*The task*: Rewrite the stretch from the line containing "Formation-chart tagging: label the garage door in" through the last of the lines below, keeping every line in it, and shift each answer coordinate by adding -13 to it.

*Listing*:
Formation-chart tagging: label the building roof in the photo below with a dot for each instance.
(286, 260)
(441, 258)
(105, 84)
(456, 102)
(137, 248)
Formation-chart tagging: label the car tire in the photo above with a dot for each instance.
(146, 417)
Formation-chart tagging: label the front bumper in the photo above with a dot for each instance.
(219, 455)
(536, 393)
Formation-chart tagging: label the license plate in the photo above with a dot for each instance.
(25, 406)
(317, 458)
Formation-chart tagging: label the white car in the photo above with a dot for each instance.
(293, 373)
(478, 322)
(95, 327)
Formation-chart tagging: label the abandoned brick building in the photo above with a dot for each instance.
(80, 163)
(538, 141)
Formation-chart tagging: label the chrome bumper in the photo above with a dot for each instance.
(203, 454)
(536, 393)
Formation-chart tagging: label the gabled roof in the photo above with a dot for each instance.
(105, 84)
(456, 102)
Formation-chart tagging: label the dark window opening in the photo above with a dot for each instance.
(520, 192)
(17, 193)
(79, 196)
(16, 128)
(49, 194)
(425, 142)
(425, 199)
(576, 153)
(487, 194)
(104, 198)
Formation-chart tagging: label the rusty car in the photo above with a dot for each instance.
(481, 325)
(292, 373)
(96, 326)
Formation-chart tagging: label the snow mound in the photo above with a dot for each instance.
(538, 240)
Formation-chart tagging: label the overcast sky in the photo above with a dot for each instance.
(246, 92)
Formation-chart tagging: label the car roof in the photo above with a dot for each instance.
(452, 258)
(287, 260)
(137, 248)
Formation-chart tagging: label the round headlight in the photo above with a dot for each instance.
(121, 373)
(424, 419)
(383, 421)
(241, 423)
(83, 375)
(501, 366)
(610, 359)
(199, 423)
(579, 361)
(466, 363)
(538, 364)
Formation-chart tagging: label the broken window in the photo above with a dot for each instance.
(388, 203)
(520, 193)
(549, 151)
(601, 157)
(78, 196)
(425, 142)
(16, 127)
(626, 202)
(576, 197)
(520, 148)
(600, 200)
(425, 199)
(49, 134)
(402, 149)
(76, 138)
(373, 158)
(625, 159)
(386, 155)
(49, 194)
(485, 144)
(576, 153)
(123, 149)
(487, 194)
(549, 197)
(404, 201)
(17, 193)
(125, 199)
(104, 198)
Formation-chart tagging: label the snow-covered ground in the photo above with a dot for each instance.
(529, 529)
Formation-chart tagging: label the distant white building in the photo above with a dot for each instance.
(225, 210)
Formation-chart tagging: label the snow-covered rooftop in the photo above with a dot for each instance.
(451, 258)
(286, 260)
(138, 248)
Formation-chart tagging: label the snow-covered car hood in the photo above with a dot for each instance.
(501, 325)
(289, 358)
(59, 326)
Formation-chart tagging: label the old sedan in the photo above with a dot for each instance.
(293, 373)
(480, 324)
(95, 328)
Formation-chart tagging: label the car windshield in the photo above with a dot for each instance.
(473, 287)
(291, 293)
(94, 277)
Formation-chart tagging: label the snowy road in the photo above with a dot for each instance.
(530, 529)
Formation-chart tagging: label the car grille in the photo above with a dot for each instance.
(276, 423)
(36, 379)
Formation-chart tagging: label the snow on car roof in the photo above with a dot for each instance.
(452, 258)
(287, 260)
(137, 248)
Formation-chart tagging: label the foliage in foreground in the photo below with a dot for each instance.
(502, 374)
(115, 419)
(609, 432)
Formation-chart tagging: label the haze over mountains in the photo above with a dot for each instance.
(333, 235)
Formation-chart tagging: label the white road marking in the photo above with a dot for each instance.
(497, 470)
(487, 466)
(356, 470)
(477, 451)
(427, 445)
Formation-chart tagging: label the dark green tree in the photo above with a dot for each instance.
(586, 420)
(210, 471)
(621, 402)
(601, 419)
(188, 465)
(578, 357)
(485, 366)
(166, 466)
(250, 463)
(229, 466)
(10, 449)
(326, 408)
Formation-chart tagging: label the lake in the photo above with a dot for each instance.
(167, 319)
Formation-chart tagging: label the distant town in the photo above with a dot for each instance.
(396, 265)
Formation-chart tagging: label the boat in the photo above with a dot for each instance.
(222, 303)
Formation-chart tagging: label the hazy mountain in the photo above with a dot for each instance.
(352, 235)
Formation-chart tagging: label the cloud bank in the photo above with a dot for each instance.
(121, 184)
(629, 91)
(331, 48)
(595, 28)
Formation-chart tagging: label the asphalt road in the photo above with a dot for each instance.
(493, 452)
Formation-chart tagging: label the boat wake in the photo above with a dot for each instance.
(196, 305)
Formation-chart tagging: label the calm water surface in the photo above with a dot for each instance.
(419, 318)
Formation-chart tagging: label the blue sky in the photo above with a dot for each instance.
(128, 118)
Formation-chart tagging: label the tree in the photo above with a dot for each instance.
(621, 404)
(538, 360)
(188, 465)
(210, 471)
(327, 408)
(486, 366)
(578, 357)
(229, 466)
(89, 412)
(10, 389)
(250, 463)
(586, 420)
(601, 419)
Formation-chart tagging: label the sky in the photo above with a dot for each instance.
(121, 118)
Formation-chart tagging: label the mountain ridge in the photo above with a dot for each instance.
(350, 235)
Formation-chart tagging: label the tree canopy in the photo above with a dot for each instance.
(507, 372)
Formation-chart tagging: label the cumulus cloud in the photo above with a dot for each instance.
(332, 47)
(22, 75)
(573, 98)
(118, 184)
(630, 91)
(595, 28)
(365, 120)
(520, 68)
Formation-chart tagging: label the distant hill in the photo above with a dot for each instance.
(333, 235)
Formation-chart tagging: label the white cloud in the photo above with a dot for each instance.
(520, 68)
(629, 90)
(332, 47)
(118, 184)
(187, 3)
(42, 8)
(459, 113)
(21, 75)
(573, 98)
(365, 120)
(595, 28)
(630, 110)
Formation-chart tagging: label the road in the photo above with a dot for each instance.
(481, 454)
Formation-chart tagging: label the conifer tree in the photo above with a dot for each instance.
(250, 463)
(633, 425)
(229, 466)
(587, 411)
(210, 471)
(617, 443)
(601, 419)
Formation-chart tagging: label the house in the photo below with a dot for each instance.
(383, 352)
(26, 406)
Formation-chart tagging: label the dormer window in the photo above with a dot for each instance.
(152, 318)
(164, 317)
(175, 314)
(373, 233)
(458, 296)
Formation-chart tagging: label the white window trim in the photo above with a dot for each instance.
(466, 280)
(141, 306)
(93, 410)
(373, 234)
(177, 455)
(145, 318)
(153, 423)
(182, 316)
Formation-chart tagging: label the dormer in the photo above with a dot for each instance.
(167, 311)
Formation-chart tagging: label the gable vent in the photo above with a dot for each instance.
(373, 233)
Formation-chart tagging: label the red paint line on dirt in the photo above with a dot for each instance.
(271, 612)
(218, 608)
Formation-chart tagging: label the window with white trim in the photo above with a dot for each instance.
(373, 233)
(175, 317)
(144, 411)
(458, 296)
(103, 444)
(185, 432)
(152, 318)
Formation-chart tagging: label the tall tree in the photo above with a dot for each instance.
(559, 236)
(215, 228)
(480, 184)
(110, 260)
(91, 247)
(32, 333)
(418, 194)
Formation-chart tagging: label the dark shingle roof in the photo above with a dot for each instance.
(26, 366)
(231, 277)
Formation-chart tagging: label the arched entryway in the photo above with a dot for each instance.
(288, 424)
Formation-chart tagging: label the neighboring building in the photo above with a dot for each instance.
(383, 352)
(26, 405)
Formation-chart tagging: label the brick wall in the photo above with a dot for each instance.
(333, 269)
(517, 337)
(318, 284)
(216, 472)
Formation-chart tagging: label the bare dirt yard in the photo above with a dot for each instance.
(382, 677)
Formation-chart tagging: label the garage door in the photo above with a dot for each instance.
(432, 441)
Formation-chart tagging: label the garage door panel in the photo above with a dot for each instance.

*Solution*:
Formation-chart tagging: label the garage door in the photo above with a dot for each instance.
(419, 428)
Formation-chart tagging: label the garage door panel in the photo above with a dot for each instance.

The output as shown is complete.